== TEXT FOR ANALYSIS ==

Budgetary buffoonery at the Hamilton County clerk's office

photo Hamilton County Circuit Court revenues and expenditures

Excuses are like belly buttons, as the saying goes. Everyone has one. Few people, however, have excuses as ridiculous and exasperating as one offered by Hamilton County Circuit Court Clerk Paula Thompson.

When asked why she mismanaged the clerk's office budget, leaving it with a $156,000 deficit and a projected $336,000 shortfall next year, Thompson replied, "I've never been a numbers person."

You can say that again, Paula.

Thompson's ham-handed management of the clerk's office budget was uncovered in Sunday's Times Free Press by reporters Louie Brogdon and Todd South. They discovered that Thompson bungled the budget by lavishing her staff with substantial pay hikes, even at a time in which many county employees' salaries were frozen due to the tumultuous economy.

For a period encompassing five fiscal years from 2007-2012, Thompson's budget built-in $18,000 a year -- $90,000 total -- for employee raises. Thompson, however, showered Circuit Court workers with more than $200,000 in pay hikes during that time. It turns out that when one of Thompson's higher-paid employees left the clerk's office and was replaced with an employee with a lower salary, she would take the windfall and use it for raises, rather than saving the difference. If Thompson had simply refrained from that unusual and irresponsible practice, her office would be in fine financial shape.

===
== INPUT DATA ==

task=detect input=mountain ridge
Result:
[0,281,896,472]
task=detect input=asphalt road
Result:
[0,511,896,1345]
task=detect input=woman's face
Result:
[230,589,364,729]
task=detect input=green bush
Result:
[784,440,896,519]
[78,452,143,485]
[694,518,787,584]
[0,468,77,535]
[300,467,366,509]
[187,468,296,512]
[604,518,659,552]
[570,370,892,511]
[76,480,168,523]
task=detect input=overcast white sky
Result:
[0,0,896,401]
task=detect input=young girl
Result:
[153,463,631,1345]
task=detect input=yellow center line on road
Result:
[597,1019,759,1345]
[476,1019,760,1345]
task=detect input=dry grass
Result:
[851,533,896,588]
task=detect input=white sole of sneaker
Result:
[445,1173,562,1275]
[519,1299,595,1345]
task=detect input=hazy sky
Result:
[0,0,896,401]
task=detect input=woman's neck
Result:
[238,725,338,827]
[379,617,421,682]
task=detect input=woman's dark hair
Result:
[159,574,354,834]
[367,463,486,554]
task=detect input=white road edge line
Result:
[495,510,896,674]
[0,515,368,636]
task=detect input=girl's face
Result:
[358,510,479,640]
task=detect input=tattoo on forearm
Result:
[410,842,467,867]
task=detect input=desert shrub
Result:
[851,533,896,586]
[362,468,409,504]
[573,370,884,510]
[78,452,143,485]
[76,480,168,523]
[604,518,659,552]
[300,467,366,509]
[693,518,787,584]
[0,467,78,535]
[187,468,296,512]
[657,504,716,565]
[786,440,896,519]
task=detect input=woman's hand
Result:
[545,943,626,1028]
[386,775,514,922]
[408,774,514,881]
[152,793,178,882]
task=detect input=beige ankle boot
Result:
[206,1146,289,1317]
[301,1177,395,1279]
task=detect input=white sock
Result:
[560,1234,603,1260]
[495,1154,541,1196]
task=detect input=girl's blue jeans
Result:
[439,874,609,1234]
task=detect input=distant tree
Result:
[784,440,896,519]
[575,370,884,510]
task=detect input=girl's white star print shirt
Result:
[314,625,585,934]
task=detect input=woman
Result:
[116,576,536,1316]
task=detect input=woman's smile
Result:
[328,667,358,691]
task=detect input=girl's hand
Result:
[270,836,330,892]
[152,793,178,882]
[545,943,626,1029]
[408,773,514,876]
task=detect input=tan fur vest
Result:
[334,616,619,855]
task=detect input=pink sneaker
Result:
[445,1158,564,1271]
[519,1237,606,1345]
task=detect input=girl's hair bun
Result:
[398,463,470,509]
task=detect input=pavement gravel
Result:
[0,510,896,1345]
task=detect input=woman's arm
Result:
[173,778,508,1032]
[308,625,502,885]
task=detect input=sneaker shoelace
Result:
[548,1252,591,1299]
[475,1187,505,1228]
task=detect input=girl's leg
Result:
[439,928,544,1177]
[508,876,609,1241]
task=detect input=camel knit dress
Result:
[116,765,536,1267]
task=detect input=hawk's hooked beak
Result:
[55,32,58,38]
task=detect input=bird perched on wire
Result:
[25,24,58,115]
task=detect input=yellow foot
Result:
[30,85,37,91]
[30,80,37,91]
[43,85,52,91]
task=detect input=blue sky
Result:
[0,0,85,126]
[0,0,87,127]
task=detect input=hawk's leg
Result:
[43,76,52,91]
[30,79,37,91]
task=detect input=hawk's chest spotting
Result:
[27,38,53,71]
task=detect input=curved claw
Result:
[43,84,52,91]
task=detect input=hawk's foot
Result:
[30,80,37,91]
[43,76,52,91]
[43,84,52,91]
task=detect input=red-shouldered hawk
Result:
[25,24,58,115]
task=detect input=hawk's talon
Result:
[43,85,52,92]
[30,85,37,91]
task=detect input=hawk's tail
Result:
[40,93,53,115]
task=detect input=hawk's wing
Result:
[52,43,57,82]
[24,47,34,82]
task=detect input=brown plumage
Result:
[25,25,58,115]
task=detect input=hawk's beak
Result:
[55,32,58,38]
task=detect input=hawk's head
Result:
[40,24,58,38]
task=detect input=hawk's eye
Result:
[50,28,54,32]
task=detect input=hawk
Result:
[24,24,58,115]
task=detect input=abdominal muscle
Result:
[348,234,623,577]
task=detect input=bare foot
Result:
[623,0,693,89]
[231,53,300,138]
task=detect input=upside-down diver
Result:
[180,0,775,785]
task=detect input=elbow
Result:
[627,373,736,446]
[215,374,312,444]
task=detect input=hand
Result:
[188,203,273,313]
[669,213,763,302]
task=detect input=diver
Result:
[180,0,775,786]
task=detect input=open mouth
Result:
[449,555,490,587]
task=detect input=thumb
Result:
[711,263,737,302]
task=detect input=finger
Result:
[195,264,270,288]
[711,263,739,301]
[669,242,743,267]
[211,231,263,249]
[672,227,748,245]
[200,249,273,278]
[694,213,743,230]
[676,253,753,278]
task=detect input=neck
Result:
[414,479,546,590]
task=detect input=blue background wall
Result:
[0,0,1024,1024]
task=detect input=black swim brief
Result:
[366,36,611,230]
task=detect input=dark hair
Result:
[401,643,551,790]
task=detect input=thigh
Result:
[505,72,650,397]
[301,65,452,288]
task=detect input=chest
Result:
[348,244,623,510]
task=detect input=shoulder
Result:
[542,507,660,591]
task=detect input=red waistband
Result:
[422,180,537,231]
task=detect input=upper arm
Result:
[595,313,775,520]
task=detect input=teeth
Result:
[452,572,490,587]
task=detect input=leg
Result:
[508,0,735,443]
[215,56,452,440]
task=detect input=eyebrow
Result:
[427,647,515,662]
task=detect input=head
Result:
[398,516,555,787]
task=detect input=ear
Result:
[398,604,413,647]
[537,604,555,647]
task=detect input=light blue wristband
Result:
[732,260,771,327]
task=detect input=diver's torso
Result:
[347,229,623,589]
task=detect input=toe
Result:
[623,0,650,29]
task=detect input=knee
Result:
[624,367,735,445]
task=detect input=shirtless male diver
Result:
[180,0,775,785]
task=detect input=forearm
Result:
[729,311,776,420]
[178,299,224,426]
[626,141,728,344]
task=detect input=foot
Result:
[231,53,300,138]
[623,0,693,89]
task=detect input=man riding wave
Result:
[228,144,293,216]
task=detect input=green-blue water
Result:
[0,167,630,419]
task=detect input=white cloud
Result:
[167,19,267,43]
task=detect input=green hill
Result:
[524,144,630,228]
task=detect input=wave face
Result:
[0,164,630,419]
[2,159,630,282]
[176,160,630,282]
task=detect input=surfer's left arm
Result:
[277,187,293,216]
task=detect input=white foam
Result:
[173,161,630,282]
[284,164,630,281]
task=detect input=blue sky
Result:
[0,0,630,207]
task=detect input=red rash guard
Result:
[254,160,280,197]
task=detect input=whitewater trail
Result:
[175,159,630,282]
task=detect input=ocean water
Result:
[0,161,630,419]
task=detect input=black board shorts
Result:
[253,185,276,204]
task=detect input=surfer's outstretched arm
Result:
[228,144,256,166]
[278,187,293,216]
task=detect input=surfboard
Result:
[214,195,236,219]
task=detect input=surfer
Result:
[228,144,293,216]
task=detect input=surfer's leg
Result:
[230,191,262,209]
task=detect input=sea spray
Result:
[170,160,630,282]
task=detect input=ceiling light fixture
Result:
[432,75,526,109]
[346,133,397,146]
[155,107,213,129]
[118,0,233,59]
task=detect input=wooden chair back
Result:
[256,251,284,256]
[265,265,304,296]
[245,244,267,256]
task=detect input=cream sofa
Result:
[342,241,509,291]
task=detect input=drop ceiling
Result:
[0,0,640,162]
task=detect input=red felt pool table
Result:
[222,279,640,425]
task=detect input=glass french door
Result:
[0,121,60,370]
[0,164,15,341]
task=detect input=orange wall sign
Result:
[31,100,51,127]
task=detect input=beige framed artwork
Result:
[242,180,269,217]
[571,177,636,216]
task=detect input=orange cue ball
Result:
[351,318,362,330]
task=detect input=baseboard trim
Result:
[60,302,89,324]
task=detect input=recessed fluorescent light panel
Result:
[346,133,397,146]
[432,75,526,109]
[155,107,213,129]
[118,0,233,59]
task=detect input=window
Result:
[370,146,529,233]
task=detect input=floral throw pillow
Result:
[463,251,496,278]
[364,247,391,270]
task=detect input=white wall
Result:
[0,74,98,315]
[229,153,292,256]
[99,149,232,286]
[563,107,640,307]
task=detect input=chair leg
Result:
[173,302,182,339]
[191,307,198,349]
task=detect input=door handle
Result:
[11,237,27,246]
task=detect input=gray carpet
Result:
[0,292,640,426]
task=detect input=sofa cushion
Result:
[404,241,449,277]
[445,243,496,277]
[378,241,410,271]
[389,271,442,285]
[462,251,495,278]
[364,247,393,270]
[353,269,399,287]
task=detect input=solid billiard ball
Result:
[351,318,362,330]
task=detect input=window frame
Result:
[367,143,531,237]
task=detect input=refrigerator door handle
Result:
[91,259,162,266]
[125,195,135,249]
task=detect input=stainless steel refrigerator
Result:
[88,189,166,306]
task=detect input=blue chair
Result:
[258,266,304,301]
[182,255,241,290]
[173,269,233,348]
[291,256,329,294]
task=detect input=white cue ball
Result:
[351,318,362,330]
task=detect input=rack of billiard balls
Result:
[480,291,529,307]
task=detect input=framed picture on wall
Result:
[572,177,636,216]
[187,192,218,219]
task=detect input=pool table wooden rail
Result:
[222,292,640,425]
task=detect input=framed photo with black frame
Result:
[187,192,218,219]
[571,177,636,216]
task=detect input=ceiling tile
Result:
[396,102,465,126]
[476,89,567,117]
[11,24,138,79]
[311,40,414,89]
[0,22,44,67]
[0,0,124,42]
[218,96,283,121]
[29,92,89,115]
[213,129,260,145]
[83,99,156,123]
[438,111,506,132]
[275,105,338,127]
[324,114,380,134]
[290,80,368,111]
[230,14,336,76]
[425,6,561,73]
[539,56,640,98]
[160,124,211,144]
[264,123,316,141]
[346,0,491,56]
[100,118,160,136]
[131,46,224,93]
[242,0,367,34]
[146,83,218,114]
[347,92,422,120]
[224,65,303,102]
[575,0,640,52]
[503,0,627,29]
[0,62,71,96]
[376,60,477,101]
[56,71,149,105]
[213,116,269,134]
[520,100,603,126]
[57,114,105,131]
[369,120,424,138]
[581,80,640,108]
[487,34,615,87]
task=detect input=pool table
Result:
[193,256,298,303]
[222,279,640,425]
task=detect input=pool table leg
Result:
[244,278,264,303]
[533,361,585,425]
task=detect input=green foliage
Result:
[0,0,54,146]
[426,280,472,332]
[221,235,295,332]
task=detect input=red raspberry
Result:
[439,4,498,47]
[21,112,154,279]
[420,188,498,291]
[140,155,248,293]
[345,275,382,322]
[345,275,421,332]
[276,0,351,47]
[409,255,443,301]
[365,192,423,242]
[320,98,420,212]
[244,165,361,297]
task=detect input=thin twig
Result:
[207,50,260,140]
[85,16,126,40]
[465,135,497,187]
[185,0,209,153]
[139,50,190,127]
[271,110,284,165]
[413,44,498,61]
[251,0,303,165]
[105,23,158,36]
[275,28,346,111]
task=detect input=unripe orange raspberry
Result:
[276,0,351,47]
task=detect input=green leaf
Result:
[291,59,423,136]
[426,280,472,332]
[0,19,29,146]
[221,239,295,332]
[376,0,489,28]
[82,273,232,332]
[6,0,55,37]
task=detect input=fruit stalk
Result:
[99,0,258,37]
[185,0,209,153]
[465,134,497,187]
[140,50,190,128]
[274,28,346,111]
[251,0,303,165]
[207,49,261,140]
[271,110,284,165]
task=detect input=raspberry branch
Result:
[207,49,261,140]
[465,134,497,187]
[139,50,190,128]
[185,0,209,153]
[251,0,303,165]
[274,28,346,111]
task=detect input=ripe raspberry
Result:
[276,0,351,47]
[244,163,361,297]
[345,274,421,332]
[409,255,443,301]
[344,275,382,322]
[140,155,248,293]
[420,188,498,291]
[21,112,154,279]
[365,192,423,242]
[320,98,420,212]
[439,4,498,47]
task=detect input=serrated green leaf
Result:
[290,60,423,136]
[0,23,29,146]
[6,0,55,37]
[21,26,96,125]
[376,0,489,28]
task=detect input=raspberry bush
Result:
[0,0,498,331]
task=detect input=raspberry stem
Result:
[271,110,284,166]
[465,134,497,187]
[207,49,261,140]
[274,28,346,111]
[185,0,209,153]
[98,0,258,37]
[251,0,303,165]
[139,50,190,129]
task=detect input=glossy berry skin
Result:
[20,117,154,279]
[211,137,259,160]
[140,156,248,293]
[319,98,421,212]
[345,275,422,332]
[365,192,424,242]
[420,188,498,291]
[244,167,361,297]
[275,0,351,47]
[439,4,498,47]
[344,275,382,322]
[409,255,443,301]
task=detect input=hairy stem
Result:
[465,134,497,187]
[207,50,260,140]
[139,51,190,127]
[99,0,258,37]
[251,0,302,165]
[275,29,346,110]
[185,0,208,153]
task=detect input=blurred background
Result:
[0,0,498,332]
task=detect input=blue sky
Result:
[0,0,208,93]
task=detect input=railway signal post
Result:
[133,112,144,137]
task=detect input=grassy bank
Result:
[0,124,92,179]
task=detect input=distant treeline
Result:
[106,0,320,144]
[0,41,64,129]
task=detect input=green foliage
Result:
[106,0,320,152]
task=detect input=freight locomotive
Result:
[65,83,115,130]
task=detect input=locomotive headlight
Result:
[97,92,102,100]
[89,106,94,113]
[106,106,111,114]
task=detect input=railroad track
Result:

===

PROBLEM 1 ▸ Copy the Hamilton County clerk editorial word for word, starting at the words "Budgetary buffoonery at" and ending after the words "that again, Paula.".
PROBLEM 2 ▸ Write the next part of the editorial on the Hamilton County clerk's office budget, continuing from its last sentence.

ANSWER SPACE 1 ▸
Budgetary buffoonery at the Hamilton County clerk's office

photo Hamilton County Circuit Court revenues and expenditures

Excuses are like belly buttons, as the saying goes. Everyone has one. Few people, however, have excuses as ridiculous and exasperating as one offered by Hamilton County Circuit Court Clerk Paula Thompson.

When asked why she mismanaged the clerk's office budget, leaving it with a $156,000 deficit and a projected $336,000 shortfall next year, Thompson replied, "I've never been a numbers person."

You can say that again, Paula.

ANSWER SPACE 2 ▸
Instead, Thompson now faces the reality of having to trim expenses by slashing the payroll or firing several of the employees she unreasonably coddled. In order to cover the $156,000 deficit she created through her bad bookkeeping and exorbitant raises, Thompson will need to either levy an 8.2 percent across-the-board pay cut or showing about four workers the door.

With the Circuit Court Clerk's office salary expenses skyrocketing more than 25 percent since 2006 and revenue collections remaining fairly constant, Thompson's fiscal disaster shouldn't have come as a surprise. But it did.

Hamilton County Auditor Bill McGriff never raised red flags to warn Thompson of the mess she was creating for her agency. To make matters worse, Hamilton County Mayor Jim Coppinger and his predecessor, Claude Ramsey, apparently rubber-stamped the clerk's office budget request without inspecting the particulars.

Thompson, for her part, is apparently a good clerk and a fine person, but she comes across as utterly incompetent when it comes to managing public funds.

The facts seem to back up Thompson's pathetic defense of not being "a numbers person." When asked for payroll and budget numbers by the Times Free Press, she could not come up with numbers for two weeks -- and when she finally did, they didn't add up. Thompson also did not have a plan for preparing a budget and failed to have a method for projecting revenue amounts the court expected to bring in each year.

Her budgeting system of hoping for the best is unacceptable, especially since she manages a $2 million agency. The fact that Thompson is a 48-year veteran of Hamilton County government and has served as court clerk for a decade makes her ineptitude even more bewildering.

Thompson, and to a lesser degree Coppinger, McGriff, Ramsey and the Hamilton County commissioners, deserve their share of the blame for the budget troubles at the Hamilton County Circuit Court Clerk's Office. Ultimately, however, it was Hamilton County voters who voted in, and later re-elected, someone to manage a major county agency who is clearly in way over her head.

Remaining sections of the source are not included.